__Problem statement__
Find every line in the records below that holds the word "blue" and copy it.
####################
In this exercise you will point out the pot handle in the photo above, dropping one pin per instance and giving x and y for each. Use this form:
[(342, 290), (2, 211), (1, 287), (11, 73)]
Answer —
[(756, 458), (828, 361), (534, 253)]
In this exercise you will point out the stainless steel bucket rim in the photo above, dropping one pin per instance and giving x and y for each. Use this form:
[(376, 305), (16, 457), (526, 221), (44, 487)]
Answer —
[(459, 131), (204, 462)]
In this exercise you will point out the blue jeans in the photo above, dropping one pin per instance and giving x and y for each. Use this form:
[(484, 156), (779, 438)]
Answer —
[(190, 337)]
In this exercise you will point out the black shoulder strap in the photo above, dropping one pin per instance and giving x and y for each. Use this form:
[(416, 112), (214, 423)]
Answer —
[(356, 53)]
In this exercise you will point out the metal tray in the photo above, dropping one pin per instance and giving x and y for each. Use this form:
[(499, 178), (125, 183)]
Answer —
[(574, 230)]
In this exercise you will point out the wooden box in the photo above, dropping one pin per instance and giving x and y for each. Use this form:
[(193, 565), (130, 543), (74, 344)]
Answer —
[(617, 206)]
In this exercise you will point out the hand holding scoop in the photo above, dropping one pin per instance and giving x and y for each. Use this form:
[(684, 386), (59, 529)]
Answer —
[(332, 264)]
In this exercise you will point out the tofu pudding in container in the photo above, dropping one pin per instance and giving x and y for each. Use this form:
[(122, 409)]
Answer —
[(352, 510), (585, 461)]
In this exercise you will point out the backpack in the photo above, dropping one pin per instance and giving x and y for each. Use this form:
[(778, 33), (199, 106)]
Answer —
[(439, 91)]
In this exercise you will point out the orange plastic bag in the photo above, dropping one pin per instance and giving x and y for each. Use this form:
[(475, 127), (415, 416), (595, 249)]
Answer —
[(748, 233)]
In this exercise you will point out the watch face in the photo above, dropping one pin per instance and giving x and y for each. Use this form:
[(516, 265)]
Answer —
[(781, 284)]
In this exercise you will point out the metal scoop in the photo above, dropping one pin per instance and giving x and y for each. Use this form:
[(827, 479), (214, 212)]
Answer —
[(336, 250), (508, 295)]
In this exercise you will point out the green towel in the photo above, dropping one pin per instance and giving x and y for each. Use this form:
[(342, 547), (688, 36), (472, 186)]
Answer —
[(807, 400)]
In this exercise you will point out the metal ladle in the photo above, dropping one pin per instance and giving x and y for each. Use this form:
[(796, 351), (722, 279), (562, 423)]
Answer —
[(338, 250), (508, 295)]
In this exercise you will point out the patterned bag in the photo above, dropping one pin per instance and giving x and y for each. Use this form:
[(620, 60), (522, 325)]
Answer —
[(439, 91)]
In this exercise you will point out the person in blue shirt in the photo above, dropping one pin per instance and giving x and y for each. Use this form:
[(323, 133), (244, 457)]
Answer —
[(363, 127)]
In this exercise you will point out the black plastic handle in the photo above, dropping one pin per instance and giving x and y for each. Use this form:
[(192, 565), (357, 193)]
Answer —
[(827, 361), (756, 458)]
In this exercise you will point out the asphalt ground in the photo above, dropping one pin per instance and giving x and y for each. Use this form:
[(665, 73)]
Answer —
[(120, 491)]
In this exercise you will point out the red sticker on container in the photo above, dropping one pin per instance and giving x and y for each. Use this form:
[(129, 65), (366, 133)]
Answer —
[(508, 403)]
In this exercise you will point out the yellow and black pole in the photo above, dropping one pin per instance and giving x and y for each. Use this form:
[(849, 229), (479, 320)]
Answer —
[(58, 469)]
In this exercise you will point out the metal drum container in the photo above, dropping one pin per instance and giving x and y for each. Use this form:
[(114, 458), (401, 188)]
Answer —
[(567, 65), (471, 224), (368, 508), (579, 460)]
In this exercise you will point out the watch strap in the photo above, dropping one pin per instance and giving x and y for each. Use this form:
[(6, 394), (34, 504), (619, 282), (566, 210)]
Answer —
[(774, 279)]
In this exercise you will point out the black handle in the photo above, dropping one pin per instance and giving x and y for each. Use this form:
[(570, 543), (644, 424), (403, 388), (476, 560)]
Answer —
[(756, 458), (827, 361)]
####################
__Output below__
In this exercise you will point out the blue jeans in the photo above, dropping one pin per instance and giving x and y for each. Use this form:
In this exercise you will point out the person in blue shirt in the photo above, dropping one pin per instance and giving x and y for each. Use this form:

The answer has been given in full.